Transcribe every record verbatim; no pictures.
- - -
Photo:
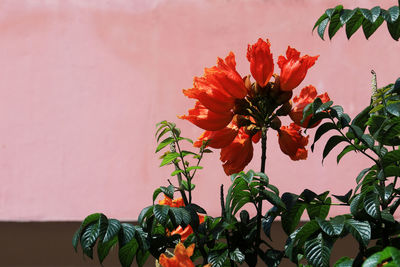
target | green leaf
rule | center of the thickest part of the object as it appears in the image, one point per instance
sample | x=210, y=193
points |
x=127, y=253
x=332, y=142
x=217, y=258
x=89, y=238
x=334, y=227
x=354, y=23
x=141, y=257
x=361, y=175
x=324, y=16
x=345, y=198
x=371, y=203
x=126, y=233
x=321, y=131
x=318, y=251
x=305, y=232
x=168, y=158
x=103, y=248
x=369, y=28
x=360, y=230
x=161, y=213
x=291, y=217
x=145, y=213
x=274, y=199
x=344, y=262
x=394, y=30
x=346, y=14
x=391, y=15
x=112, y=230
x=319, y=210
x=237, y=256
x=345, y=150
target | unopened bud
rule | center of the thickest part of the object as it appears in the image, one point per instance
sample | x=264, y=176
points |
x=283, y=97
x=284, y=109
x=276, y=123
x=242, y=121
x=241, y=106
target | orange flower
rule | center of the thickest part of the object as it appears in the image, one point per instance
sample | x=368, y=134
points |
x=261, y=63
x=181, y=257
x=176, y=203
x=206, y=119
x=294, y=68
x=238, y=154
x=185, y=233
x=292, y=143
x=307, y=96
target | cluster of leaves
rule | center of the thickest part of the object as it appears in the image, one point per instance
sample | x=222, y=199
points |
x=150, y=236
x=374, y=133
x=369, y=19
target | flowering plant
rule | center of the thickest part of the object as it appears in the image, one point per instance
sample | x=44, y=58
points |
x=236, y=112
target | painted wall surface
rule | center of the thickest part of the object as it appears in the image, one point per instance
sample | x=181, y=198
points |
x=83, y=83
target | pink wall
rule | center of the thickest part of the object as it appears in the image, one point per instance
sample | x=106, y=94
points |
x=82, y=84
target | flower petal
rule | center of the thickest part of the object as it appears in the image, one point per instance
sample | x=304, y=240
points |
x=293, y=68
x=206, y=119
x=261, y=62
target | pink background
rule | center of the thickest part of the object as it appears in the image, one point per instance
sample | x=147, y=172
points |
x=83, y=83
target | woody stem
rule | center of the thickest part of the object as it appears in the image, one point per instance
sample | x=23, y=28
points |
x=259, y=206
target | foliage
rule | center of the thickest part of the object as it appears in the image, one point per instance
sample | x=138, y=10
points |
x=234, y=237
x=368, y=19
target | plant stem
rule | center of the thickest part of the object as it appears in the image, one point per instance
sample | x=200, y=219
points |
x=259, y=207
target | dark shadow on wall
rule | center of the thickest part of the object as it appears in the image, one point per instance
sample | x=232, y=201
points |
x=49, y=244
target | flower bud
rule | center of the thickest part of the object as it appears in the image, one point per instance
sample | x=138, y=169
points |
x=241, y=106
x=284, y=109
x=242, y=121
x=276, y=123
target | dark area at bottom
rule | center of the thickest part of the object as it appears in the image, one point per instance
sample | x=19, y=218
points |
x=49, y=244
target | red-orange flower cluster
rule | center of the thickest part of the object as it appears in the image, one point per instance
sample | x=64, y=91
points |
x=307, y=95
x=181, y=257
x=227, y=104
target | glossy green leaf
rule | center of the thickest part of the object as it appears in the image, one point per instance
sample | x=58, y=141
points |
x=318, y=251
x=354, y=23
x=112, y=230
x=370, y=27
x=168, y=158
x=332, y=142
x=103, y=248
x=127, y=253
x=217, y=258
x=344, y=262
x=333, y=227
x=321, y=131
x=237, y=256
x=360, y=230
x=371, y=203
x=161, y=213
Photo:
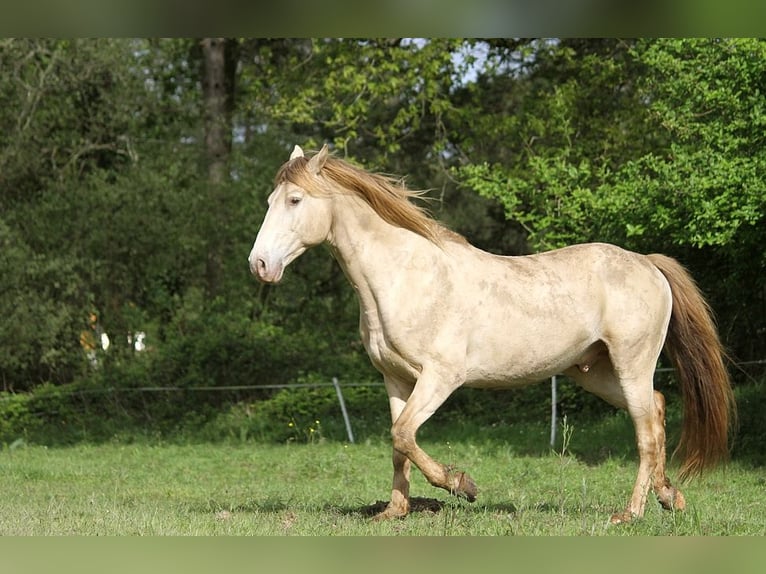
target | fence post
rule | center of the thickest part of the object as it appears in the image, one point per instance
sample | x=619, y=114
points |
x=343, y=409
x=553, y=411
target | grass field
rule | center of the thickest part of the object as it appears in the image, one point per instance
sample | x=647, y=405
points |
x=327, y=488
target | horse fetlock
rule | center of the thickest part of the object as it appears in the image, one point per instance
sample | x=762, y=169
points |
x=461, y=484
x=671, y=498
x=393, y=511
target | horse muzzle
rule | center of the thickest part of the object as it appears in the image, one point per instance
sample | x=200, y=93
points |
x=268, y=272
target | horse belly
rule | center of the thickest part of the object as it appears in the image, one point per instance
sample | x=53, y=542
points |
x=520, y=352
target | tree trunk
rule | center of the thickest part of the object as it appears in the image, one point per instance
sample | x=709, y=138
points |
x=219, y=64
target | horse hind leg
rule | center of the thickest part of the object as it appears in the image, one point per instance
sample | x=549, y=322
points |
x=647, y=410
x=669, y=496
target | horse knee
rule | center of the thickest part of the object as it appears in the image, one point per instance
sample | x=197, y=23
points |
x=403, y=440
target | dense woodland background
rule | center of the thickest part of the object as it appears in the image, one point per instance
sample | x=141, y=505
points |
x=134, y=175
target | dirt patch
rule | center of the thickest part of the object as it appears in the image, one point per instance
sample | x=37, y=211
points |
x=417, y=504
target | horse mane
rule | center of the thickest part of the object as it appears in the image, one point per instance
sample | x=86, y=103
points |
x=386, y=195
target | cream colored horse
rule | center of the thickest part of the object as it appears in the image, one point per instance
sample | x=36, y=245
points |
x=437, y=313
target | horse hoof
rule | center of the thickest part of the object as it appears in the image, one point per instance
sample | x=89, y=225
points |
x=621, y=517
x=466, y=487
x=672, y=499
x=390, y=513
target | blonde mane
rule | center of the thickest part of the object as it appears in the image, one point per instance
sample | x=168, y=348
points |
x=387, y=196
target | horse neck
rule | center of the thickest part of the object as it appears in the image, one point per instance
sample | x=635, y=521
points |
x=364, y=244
- - -
**RESPONSE:**
Photo:
target | green leaf
rule | center of the thickest part of the object as it appears in the image, one point per instance
sample | x=210, y=193
points |
x=127, y=253
x=332, y=142
x=217, y=258
x=89, y=238
x=334, y=227
x=354, y=23
x=141, y=257
x=361, y=175
x=324, y=16
x=345, y=198
x=371, y=203
x=126, y=233
x=321, y=131
x=318, y=251
x=305, y=232
x=168, y=158
x=103, y=248
x=369, y=28
x=360, y=230
x=161, y=213
x=291, y=217
x=145, y=213
x=274, y=199
x=344, y=262
x=394, y=30
x=346, y=14
x=391, y=15
x=112, y=230
x=319, y=210
x=237, y=256
x=345, y=150
target | unopened bud
rule | center of the thickest part of the object as it appears in the image, one point per instance
sample | x=264, y=176
points |
x=283, y=97
x=284, y=109
x=276, y=123
x=242, y=121
x=241, y=106
target | orange flower
rule | center of the thickest part of the object as it appears in the image, one point per instance
sample | x=368, y=134
points |
x=261, y=63
x=181, y=257
x=176, y=203
x=206, y=119
x=294, y=68
x=238, y=154
x=185, y=233
x=292, y=143
x=307, y=96
target | cluster of leaves
rule | center of the thickest part of the object as it appears in the image, one point per instance
sample | x=222, y=199
points |
x=150, y=236
x=374, y=133
x=369, y=19
target | flowering plant
rule | center of the thickest part of the object as it appears in the image, one point per instance
sample | x=44, y=58
points |
x=236, y=112
target | painted wall surface
rule | center of the thickest part of the object as it appears in the image, one point per instance
sample | x=181, y=198
points |
x=83, y=83
target | pink wall
rule | center of the thickest part of the object as it appears in the image, one point per instance
sample | x=106, y=94
points |
x=82, y=84
target | flower petal
rule | center of the thickest part of the object as it appears in the image, one point per instance
sample | x=304, y=240
points |
x=293, y=68
x=206, y=119
x=261, y=62
target | pink background
rule | center of the thickest part of the object as it appears in the image, one point per instance
sample | x=147, y=172
points |
x=83, y=83
target | woody stem
rule | center of the thickest part of the object as it appears in the image, one point per instance
sample | x=23, y=28
points |
x=259, y=206
target | foliage
rule | center of the thickest part of the object as it appears in the image, one point per instance
sample | x=138, y=10
points |
x=234, y=237
x=368, y=19
target | plant stem
rule | center of the thickest part of the object as it appears in the image, one point per instance
sample | x=200, y=219
points |
x=259, y=207
target | dark shadow on wall
rule | center of the thickest part of the object as it appears in the image, one point per instance
sample | x=232, y=201
points |
x=49, y=244
target | flower bud
rule | center of the thickest part of the object as it appears in the image, one point per instance
sample | x=138, y=169
points |
x=241, y=106
x=284, y=109
x=242, y=121
x=276, y=123
target | dark area at bottom
rule | center of the thickest part of the object as it appears in the image, one point per instance
sample | x=19, y=218
points |
x=49, y=244
target | red-orange flower cluster
rule | center of the thickest part of the object as it appears in the image, one point per instance
sample | x=64, y=91
points |
x=307, y=95
x=181, y=257
x=227, y=104
target | glossy green leaf
rule | center of the thickest part of the object as it appears in the image, one point per instance
sample | x=58, y=141
points |
x=318, y=251
x=354, y=23
x=112, y=230
x=370, y=27
x=168, y=158
x=332, y=142
x=103, y=248
x=127, y=253
x=217, y=258
x=344, y=262
x=333, y=227
x=321, y=131
x=237, y=256
x=360, y=230
x=371, y=203
x=161, y=213
Photo:
target | fence post
rule | center of the thickest part of the object as it appears in the image, one point per instance
sample | x=619, y=114
points |
x=343, y=409
x=553, y=411
target | grass field
rule | center of the thickest part of the object as it appears in the image, one point per instance
sample | x=647, y=405
points |
x=327, y=488
target | horse fetlock
rule | center of the thickest part of the object as it appears in the image, one point per instance
sample | x=762, y=169
points |
x=461, y=484
x=671, y=498
x=393, y=511
target | horse muzzle
rule | center of the thickest part of the object as it appears in the image, one point per instance
sample | x=200, y=93
points |
x=268, y=272
target | horse belly
rule | center of the thickest part of the object as it appears in the image, one point per instance
sample | x=53, y=542
points |
x=520, y=352
target | tree trunk
rule | center of the thickest part of the object as it appears in the image, one point per instance
sample | x=709, y=138
points |
x=219, y=64
target | horse hind leg
rule | center of the thickest part of the object as it appears in the image, one point per instance
sample | x=549, y=322
points |
x=647, y=410
x=669, y=496
target | horse knee
rule | center of the thickest part of the object as it appears in the image, one point per instance
sample | x=197, y=23
points |
x=403, y=440
target | dense woodland background
rule | center of the thickest part of the object as it appears in the image, one point per instance
sample | x=141, y=505
points |
x=134, y=175
target | dirt patch
rule | center of the thickest part of the object as it appears in the image, one point per instance
sample | x=37, y=211
points |
x=417, y=504
target | horse mane
rule | center of the thickest part of the object as it appears in the image, one point per instance
sample | x=86, y=103
points |
x=386, y=195
target | cream colored horse
rule | center of the thickest part of the object as it appears in the image, one point per instance
sample | x=36, y=245
points |
x=437, y=313
target | horse hoof
rule | center of the thickest part of the object as it appears in the image, one point per instance
sample | x=89, y=225
points |
x=621, y=517
x=466, y=487
x=672, y=499
x=390, y=513
target | blonde mane
rule | center of the thickest part of the object as it appears in the image, one point per instance
sample | x=168, y=348
points |
x=387, y=196
target | horse neck
rule | center of the thickest part of the object as it appears in the image, one point per instance
sample | x=635, y=521
points |
x=364, y=244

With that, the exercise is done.